_Parts of the exercise_:
1. Reproduce the part of the Trump news excerpt starting at "Summer Zervos, who" and ending at "The Hollywood Reporter.".
2. In the Trump news excerpt, what does Senator Lindsey Graham's Senate resolution call on the House to do?
3. Pick up the Trump news piece right after its last sentence and keep writing.

_Page excerpt_:

Trump news: Leading ally of president lashes out over impeachment as accuser claims to have documents corroborating sexual assault

A woman who appeared on the Apprentice has claimed she has corroborating evidence to support her claims that Donald Trump sexually assaulted her, according to reports.

Summer Zervos, who is suing Mr Trump for defamation, allegedly has evidence supporting claims that she was assaulted in a hotel room in 2007, according to The Hollywood Reporter.

Meanwhile, Senator Lindsey Graham attacked the impeachment investigation into Donald Trump as “un-American” as he announced a Senate resolution that calls on the House to pause the probe until it holds a formal vote on the issue.

Mr Graham told reporters that if Republicans investigated an impeachment of a Democrat, “You’d have beaten the sh** out of us.”

Earlier today, the morning after they stormed into an impeachment witness testimony, Mr Trump thanked House Republicans for “being tough, smart, and understanding in detail the greatest Witch Hunt in American History. It has been going on since long before I even got Elected (the Insurance Policy!). A total Scam!”

_Dataset section_:
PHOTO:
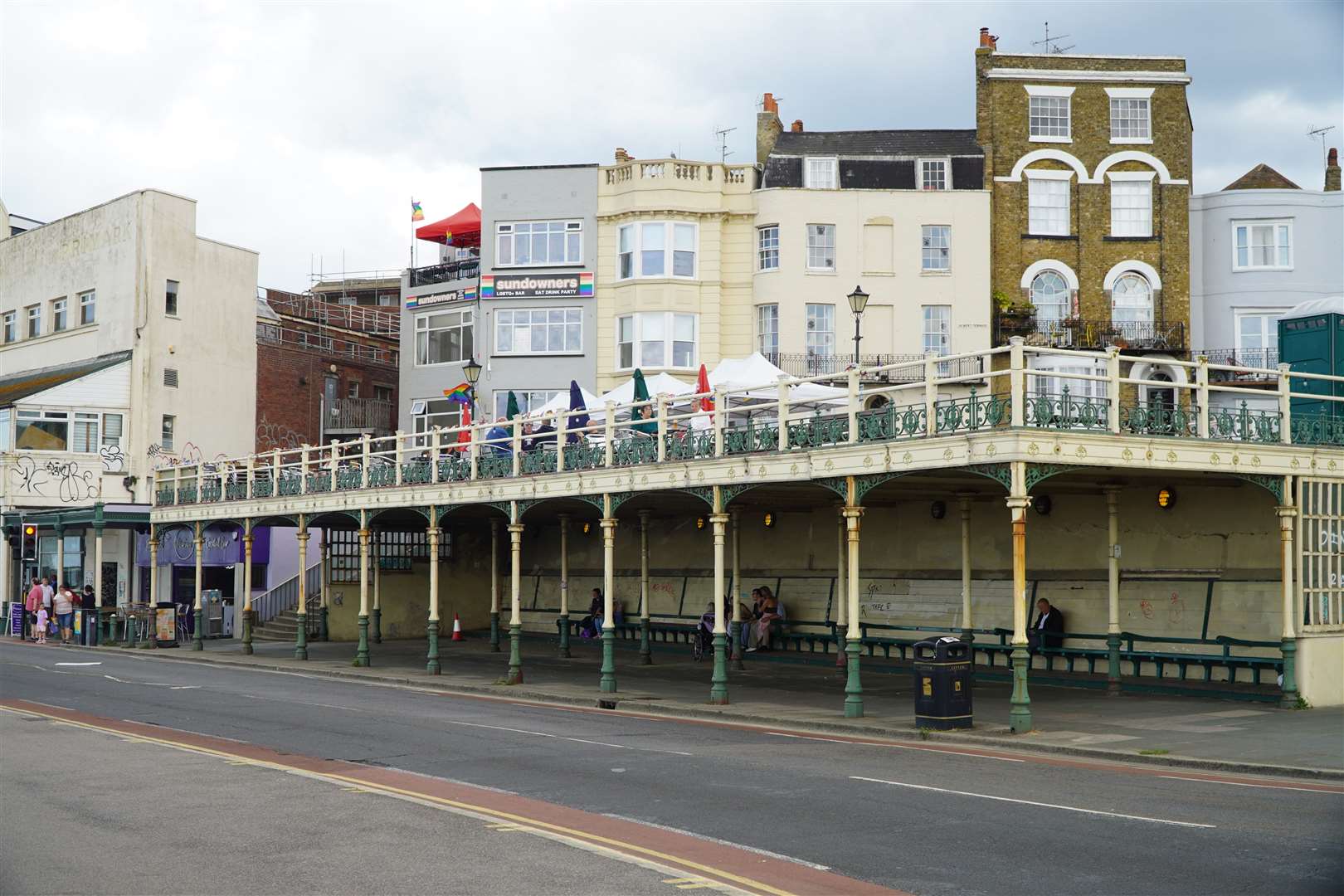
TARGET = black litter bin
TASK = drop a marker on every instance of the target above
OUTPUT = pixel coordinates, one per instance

_Task-by-task outputs_:
1.
Summer Zervos, who is suing Mr Trump for defamation, allegedly has evidence supporting claims that she was assaulted in a hotel room in 2007, according to The Hollywood Reporter.

2. Pause the impeachment probe until it holds a formal vote on the issue.

3.
Meanwhile, Trump walked back a bizarre claim that his administration is building a border wall in Colorado, a comment he made during an address at a shale gas conference in Pittsburgh, Pennsylvania, despite the mountainous state being entirely landlocked. He subsequently attempted to spin as a joke on Twitter as the ridicule rained down.

The president also lied with an anecdote about witnesses being reduced to tears by the sight of him signing an executive order - quickly disproved by video evidence of the event in question - mocked hostile demonstrators and urged his audience to demand he serve a further 16 years in office, treating an official White House event as a campaign rally.

Mr Trump was speaking after an extraordinary day on Capitol Hill in which he announced an agreement with Turkey to make its Syria ceasefire “permanent” in exchange for the lifting of sanctions as a mob of Republican congressmen caused a five-hour delay to the impeachment inquiry by protesting during the deposition of senior State Department official Laura Cooper.

Catch up on events as they happened

Hello and welcome to The Independent's rolling coverage of the Donald Trump administration.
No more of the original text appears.